- [Text passage]:
######

Mays worries about the damage that even seemingly benign remarks can cause. “They are the reason why people do not and will not set foot in a gym,” she says. And that’s why she often winds up working with clients one-on-one.

“Nearly every single plus-size client who has sought me out as a personal trainer, they’ve all got that similar story,” Mays says, noting that, with body critics, you’re damned if you do and damned if you don’t. “People are angry because they feel that my size, and my size alone, automatically deems me inadequate to lead anybody in fitness,” but then, on the other hand, “people get angry when they see fat people who are not working out, and then when they see people making an effort at the gym, they get angry. It’s like: I need you to pick a side.”

For Holden, it was her daughter, now 12, who helped her muster the courage to join the gym in 2014.

“I had struggled with my weight all my life, and then I had two babies and put weight on during my pregnancies, and while my babies were little, I was a single mom. And it happens,” she recalls. At 420 pounds, she was miserable. But her daughter’s first day of kindergarten was the day her life changed.

“We were dropping her off, and she kind of looked at us really scared that she was gonna start crying, but I watched her take a deep breath and puff up her chest and walk into the kindergarten room courageously and triumphantly. And I was like, ‘If she can walk through that door, I’m going. I don’t have any more excuses.’” So she went to Anytime Fitness later that day. “I didn’t even tour the gym. I just came into the office and said, ‘You better sign me up before I change my mind.’”

What she learned, she says, was that “working out affords you the confidence that you can’t manufacture any other way. You leave the gym feeling like “I am a goddess of life.” And that’s why I became passionate, because it feels so good.”

And she was not about to let one man ruin that for her.

######

- [Work instructions]:
1. List every number written in digits in the gym passage.
2. Render the entries, from their first line through the line containing "[663,226,800,281]", as a Markdown table with the columns Row and Line, one numbered row per line, skipping blank lines and leaving out the pictures.

######

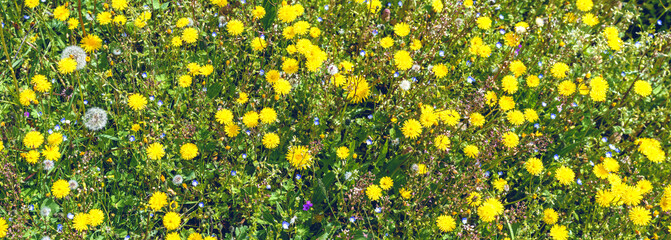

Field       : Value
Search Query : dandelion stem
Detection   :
[77,0,86,36]
[0,22,19,103]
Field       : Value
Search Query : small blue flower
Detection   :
[608,144,617,151]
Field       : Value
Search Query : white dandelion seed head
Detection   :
[42,160,54,171]
[61,45,86,70]
[172,174,184,185]
[84,107,107,131]
[399,80,412,91]
[40,206,51,217]
[515,26,527,34]
[68,179,79,190]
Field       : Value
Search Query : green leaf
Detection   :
[98,134,120,141]
[207,83,222,99]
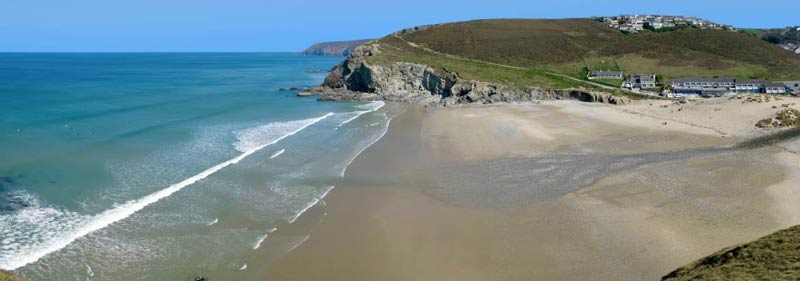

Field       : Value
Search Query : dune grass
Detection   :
[663,226,800,281]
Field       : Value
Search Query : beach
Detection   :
[254,98,800,280]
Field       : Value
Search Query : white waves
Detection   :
[0,113,333,270]
[336,101,386,128]
[269,149,286,159]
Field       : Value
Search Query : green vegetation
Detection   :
[370,19,800,87]
[370,36,594,88]
[663,226,800,280]
[0,269,26,281]
[592,79,625,87]
[775,108,800,127]
[754,27,800,44]
[584,57,622,71]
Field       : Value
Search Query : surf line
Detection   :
[269,148,286,159]
[288,109,392,223]
[0,112,333,270]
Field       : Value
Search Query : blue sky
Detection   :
[0,0,800,52]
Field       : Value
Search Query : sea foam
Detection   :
[336,101,386,128]
[269,149,286,159]
[0,113,333,270]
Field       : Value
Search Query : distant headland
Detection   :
[301,39,371,56]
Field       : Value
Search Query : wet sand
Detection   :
[258,99,800,280]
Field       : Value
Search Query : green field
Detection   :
[663,223,800,281]
[370,19,800,88]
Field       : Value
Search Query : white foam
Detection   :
[269,149,286,159]
[86,264,94,277]
[336,101,386,128]
[0,113,333,270]
[253,232,269,250]
[338,118,392,177]
[289,112,392,223]
[286,235,311,254]
[233,113,333,153]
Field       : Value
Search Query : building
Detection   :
[669,77,772,97]
[622,74,657,89]
[735,79,764,93]
[669,77,736,97]
[589,70,624,80]
[764,83,786,94]
[783,81,800,96]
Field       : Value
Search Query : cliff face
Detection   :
[321,44,628,105]
[302,40,369,56]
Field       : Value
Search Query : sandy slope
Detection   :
[264,99,800,280]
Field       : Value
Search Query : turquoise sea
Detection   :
[0,53,393,280]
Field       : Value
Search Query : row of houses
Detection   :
[588,70,657,89]
[588,70,800,97]
[667,77,789,97]
[595,15,735,33]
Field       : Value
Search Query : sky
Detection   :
[0,0,800,52]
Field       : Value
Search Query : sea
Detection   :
[0,53,399,280]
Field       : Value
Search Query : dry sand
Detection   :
[262,95,800,280]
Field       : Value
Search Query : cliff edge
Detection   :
[301,39,370,56]
[314,19,800,105]
[320,42,629,105]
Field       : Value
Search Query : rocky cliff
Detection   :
[318,44,629,106]
[302,40,369,56]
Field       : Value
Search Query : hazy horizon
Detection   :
[0,0,800,52]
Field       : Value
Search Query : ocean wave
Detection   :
[233,113,333,153]
[253,233,269,250]
[0,113,333,270]
[336,101,386,128]
[269,149,286,159]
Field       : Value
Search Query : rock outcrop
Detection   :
[315,43,629,106]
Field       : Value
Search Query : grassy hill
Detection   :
[370,19,800,87]
[663,223,800,280]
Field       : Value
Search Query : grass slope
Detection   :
[663,226,800,280]
[371,19,800,88]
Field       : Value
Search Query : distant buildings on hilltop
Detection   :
[594,15,736,33]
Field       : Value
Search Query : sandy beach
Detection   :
[259,95,800,280]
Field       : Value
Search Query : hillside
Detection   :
[388,19,800,80]
[0,269,25,281]
[323,19,800,102]
[745,26,800,54]
[301,39,369,56]
[663,223,800,280]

######

- [Answers to the exercise]:
1. 12, 2014, 420

2.
| Row | Line |
|---|---|
| 1 | Field       : Value |
| 2 | Search Query : dandelion stem |
| 3 | Detection   : |
| 4 | [77,0,86,36] |
| 5 | [0,22,19,103] |
| 6 | Field       : Value |
| 7 | Search Query : small blue flower |
| 8 | Detection   : |
| 9 | [608,144,617,151] |
| 10 | Field       : Value |
| 11 | Search Query : white dandelion seed head |
| 12 | Detection   : |
| 13 | [42,160,54,171] |
| 14 | [61,45,86,70] |
| 15 | [172,174,184,185] |
| 16 | [84,107,107,131] |
| 17 | [399,80,412,91] |
| 18 | [40,206,51,217] |
| 19 | [515,26,527,34] |
| 20 | [68,179,79,190] |
| 21 | Field       : Value |
| 22 | Search Query : green leaf |
| 23 | Detection   : |
| 24 | [98,134,120,141] |
| 25 | [207,83,222,99] |
| 26 | Field       : Value |
| 27 | Search Query : dune grass |
| 28 | Detection   : |
| 29 | [663,226,800,281] |